:: Instruction ::
Which lines in the data below contain the string "turtleneck"? Pull out each of them in full, treating uppercase and lowercase as different.

:: Materials provided ::
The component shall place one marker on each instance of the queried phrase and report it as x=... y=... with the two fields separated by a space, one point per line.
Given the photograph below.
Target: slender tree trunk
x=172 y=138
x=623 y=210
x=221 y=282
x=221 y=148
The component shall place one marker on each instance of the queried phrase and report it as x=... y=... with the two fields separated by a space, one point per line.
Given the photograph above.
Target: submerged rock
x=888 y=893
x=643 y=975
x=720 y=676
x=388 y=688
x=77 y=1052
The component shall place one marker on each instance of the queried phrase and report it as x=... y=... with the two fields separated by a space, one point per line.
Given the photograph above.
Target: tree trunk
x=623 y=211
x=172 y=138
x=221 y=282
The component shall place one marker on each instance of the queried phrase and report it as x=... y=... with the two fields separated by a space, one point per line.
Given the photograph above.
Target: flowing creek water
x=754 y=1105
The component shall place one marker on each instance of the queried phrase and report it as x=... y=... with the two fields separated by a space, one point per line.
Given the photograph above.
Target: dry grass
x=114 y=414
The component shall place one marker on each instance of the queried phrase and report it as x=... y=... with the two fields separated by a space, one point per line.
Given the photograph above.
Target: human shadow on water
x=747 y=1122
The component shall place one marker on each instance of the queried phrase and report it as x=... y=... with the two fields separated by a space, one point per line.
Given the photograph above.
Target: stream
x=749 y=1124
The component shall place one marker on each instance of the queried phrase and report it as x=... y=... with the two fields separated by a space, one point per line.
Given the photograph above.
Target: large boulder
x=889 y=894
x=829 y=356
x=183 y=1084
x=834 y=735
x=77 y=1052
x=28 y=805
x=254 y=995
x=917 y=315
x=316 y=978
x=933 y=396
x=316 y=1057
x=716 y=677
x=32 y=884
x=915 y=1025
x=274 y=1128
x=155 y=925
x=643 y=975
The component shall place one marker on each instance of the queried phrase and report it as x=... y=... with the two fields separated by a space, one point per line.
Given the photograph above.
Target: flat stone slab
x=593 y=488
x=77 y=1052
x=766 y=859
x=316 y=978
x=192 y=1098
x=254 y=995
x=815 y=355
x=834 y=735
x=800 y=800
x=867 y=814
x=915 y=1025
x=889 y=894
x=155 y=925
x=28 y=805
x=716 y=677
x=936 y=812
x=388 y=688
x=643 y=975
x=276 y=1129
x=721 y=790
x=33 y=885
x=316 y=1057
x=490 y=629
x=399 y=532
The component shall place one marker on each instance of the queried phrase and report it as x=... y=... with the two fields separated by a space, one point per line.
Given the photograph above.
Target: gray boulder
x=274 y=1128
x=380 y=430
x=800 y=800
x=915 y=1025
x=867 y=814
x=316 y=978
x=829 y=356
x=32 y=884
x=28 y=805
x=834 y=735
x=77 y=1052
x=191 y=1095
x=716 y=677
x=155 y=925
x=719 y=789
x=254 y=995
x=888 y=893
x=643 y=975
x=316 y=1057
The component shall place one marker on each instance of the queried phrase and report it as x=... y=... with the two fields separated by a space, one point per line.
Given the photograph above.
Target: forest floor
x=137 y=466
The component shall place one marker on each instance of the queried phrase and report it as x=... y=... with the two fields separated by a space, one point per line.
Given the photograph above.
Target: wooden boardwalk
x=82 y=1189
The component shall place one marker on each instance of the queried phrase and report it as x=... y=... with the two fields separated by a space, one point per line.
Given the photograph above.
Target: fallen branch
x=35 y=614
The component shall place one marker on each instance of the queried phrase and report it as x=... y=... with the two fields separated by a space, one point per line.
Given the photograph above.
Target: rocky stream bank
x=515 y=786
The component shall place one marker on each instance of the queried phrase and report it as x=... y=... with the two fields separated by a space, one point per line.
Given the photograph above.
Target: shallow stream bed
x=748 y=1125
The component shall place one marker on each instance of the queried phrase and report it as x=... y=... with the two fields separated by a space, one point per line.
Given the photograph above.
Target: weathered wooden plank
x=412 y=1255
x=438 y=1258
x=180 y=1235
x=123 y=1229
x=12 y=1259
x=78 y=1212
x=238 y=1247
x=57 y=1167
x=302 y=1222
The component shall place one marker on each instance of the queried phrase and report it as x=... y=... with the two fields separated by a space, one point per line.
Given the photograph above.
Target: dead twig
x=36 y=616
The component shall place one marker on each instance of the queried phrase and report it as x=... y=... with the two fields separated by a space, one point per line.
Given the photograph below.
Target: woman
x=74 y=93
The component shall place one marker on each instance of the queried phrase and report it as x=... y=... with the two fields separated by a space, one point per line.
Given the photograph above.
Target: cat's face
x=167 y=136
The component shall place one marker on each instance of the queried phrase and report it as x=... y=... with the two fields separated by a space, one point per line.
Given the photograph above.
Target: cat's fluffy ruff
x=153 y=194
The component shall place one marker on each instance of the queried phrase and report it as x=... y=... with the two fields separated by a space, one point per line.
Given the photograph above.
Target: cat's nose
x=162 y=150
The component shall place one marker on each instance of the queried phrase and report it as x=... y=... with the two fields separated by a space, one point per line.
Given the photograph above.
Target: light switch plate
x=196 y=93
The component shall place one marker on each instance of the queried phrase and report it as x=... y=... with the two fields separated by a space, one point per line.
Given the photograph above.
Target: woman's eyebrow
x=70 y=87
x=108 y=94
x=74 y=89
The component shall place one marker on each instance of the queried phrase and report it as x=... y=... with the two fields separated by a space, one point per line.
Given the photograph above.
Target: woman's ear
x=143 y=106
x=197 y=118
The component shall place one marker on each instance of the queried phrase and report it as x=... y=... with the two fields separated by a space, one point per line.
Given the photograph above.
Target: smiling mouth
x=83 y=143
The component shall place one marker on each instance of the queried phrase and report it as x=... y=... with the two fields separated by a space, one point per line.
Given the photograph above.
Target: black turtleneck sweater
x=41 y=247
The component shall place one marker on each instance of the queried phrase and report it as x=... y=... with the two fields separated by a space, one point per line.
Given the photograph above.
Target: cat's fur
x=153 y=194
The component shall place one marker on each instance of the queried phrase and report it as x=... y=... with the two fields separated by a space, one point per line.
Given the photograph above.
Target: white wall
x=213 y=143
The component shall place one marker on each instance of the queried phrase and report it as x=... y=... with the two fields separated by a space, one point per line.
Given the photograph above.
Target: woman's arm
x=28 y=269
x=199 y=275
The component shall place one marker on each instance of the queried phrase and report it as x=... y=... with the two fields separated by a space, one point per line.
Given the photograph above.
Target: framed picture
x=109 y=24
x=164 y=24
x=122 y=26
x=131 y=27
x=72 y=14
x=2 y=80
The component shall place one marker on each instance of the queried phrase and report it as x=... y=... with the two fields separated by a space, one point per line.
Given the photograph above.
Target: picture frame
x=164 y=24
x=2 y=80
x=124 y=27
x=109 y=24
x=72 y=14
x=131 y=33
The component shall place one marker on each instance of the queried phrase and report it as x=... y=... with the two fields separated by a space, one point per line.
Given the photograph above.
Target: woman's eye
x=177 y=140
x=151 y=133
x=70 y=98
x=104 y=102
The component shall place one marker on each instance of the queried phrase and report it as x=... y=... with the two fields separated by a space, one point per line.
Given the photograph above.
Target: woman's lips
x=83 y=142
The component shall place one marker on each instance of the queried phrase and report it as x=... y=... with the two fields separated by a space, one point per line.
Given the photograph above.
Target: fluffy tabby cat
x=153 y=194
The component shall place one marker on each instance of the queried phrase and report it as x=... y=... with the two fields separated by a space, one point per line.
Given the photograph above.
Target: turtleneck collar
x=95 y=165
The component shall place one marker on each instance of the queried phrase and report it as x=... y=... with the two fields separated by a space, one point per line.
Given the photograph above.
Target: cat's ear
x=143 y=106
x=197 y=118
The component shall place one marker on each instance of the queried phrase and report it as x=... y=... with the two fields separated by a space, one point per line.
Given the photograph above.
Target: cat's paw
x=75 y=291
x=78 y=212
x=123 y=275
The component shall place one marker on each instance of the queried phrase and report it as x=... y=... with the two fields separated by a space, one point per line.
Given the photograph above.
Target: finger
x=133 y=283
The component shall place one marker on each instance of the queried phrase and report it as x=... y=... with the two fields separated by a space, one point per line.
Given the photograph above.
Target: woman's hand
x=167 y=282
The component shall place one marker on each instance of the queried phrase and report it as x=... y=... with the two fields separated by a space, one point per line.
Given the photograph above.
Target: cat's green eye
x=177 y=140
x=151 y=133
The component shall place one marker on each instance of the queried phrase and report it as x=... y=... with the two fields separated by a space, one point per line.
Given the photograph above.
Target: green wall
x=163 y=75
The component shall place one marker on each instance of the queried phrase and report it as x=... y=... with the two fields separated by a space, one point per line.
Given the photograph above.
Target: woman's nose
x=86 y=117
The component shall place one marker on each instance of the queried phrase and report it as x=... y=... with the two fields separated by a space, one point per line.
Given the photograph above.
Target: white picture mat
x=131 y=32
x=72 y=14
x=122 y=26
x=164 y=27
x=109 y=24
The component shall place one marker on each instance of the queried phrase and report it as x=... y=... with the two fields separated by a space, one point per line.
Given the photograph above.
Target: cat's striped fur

:: Answer to this exercise ::
Target: black turtleneck sweater
Target: turtleneck collar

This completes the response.